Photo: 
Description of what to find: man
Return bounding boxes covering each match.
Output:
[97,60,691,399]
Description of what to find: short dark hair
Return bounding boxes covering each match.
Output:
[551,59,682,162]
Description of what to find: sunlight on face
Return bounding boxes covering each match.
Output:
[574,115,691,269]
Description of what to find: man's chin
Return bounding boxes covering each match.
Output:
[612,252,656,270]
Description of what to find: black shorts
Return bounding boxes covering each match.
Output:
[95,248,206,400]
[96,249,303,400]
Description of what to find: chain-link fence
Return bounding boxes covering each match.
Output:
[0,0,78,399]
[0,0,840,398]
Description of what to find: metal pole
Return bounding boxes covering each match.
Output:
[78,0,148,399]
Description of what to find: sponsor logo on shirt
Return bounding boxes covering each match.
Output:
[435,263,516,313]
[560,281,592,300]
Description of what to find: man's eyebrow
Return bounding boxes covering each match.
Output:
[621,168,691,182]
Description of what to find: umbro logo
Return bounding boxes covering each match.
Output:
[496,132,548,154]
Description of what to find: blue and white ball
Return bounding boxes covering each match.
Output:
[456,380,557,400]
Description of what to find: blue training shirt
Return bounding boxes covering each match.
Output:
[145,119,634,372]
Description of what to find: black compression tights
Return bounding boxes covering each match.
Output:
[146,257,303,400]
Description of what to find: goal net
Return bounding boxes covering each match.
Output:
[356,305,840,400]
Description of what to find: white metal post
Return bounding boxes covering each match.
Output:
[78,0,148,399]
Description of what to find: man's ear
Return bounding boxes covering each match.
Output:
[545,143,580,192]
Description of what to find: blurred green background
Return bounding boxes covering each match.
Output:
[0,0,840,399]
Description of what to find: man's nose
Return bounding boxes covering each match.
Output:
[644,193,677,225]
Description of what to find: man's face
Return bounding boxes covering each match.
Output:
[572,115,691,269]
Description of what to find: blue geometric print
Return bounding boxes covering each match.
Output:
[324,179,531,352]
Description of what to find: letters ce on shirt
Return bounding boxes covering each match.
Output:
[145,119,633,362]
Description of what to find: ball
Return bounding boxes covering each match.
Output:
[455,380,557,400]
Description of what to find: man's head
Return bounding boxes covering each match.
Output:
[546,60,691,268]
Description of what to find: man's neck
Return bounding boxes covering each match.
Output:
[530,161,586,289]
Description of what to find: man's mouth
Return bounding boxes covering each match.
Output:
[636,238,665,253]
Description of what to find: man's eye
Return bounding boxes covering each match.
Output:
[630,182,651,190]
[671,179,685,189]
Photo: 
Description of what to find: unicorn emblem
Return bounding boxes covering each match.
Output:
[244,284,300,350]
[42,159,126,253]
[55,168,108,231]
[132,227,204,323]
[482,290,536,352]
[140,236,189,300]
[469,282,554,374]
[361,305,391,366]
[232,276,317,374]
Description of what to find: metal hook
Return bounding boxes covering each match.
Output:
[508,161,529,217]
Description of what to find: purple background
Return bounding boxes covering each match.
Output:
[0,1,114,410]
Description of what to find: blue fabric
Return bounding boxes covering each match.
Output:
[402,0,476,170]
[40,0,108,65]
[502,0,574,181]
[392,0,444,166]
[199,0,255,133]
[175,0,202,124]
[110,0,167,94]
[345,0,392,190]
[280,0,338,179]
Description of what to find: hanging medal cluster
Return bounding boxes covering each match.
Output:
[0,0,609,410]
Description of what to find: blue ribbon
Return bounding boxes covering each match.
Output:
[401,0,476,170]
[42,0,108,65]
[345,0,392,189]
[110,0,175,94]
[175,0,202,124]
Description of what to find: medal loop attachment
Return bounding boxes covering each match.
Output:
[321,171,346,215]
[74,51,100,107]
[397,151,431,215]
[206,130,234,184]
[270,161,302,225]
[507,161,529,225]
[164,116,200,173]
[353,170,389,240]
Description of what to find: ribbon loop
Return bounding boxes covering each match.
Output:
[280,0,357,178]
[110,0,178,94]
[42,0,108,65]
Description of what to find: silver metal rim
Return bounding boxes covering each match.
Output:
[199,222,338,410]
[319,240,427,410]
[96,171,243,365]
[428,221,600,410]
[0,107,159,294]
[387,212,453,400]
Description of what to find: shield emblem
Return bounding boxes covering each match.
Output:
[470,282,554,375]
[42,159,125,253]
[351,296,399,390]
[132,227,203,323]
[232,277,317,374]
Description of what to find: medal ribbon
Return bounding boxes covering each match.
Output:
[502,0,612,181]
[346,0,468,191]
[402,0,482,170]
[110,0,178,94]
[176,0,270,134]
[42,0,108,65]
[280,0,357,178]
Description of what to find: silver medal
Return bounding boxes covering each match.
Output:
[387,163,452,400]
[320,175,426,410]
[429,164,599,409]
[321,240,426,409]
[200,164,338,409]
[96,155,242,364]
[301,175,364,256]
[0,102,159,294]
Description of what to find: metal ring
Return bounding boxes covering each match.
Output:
· · ·
**WHAT IS BEING ASKED:** Repeat the entries above exactly, leaving nothing out.

**FULL OUTPUT:**
Photo: 
Description of what to find: man
Return bounding boxes covering each match.
Output:
[97,60,691,399]
Description of what to find: short dark hair
Return bounding boxes covering each match.
Output:
[551,59,682,162]
Description of what to find: sunlight on face
Return bounding boxes covering each match.
Output:
[574,115,691,269]
Description of what to find: man's chin
Return bounding boxes covering each match.
Output:
[612,252,656,270]
Description of what to find: black shorts
Return bounding boxes covering each match.
Output:
[95,248,206,400]
[96,249,303,400]
Description of what to find: chain-link fence
Return bounding boxes covering each match.
Output:
[0,0,78,399]
[0,0,840,398]
Description of what to find: metal pole
Return bounding boxes covering each match.
Output:
[78,0,148,399]
Description of what to find: sponsor logo on shirt
Return bounding boxes covering each match.
Output:
[435,263,516,313]
[560,281,592,300]
Description of what to find: man's eyebrow
Return bounding boxes covering each match.
Output:
[621,168,691,182]
Description of what to find: umbro logo
Return bounding boxes covering each match.
Output:
[496,132,548,154]
Description of what to find: blue and white ball
Return bounding boxes covering each match.
Output:
[456,380,557,400]
Description of what to find: blue training shirt
Return bounding boxes covering each match.
Output:
[145,119,634,372]
Description of what to find: black compression tights
Return bounding boxes covering each match.
Output:
[146,257,303,400]
Description of what to find: goal net
Return bounding boxes covering each match.
Output:
[356,305,840,400]
Description of what to find: white metal post
Return bounding boxes covering each match.
Output:
[78,0,148,399]
Description of what to find: man's ear
Return bounding boxes covering each match.
Output:
[545,143,580,192]
Description of what to find: blurred green background
Return bounding boxes covering each match.
Output:
[0,0,840,399]
Description of what to find: man's nose
Return bounding boxes covering each match.
Output:
[644,193,677,225]
Description of what to find: man's face
Return bounding boxes covering each match.
Output:
[572,115,691,269]
Description of what to find: blue geometric print
Return bounding boxes covering each match.
Output:
[324,179,531,352]
Description of what to find: letters ce on shirt
Return bounding boxes covering each match.
Output:
[145,119,633,362]
Description of what to find: ball
Return bounding boxes covering each match.
Output:
[455,380,557,400]
Description of what to find: man's head
Return bounding boxes covering each match.
Output:
[546,60,691,268]
Description of what to find: man's neck
Return bounding boxes covering each match.
Output:
[530,161,586,289]
Description of what to find: man's mouth
Return bounding boxes covering each match.
Output:
[636,238,665,253]
Description of what to find: man's eye
Return bounding boxes covering each match.
Output:
[630,182,651,190]
[671,179,685,189]
Photo: 
Description of what to find: unicorn emblem
Return bounding boxes covering each match.
Output:
[244,284,300,350]
[42,159,126,253]
[55,168,108,231]
[132,227,204,323]
[482,290,536,352]
[140,236,189,300]
[469,282,554,374]
[361,305,391,366]
[232,276,317,374]
Description of what to find: metal hook
Return bounding boxes covering each match.
Output:
[508,161,529,217]
Description of what to find: purple background
Return bounding boxes covering each match.
Output:
[0,1,114,410]
Description of what to find: blue fabric
Return bounding boxes covering each match.
Output:
[402,0,476,170]
[40,0,108,65]
[502,0,574,181]
[392,0,444,166]
[199,0,255,133]
[175,0,202,124]
[110,0,167,94]
[345,0,392,190]
[280,0,338,179]
Description of what to find: hanging medal cluster
Return bounding boxes covering each match.
Output:
[0,0,609,410]
Description of what to find: blue ribbon
Return bounding boxes covering each match.
Output:
[401,0,476,170]
[42,0,108,65]
[345,0,392,189]
[110,0,175,94]
[175,0,202,124]
Description of what to find: medal loop attachment
Return bounding boxes covering each match.
Output:
[321,171,346,215]
[74,51,100,107]
[397,151,431,215]
[206,130,234,184]
[270,161,302,225]
[507,161,529,225]
[164,116,200,173]
[353,170,389,240]
Description of what to find: ribbon loop
Return bounding boxes covering each match.
Output:
[280,0,357,178]
[110,0,178,94]
[42,0,108,65]
Description of what to find: silver metal rim
Return bounding boxes covering each match.
Output:
[199,222,338,410]
[319,240,427,410]
[96,171,243,365]
[428,221,600,410]
[0,107,159,294]
[387,212,453,400]
Description of what to find: shield emblem
Return bounding boxes covering each match.
Output:
[470,282,554,375]
[42,159,125,253]
[351,296,399,390]
[132,227,203,323]
[232,277,317,374]
Description of what to find: medal ribbon
Return bounding boxes covering each match.
Output:
[502,0,612,181]
[346,0,468,191]
[402,0,482,170]
[110,0,178,94]
[176,0,270,134]
[42,0,108,65]
[280,0,357,178]
Description of what to find: silver medal
Return bounding boxes covering each match.
Output:
[387,163,452,400]
[320,175,426,410]
[429,164,599,409]
[321,240,426,409]
[200,164,338,409]
[96,155,242,364]
[301,175,364,256]
[0,102,159,294]
Description of what to find: metal ring
Return bounding boxes covering each match.
Output:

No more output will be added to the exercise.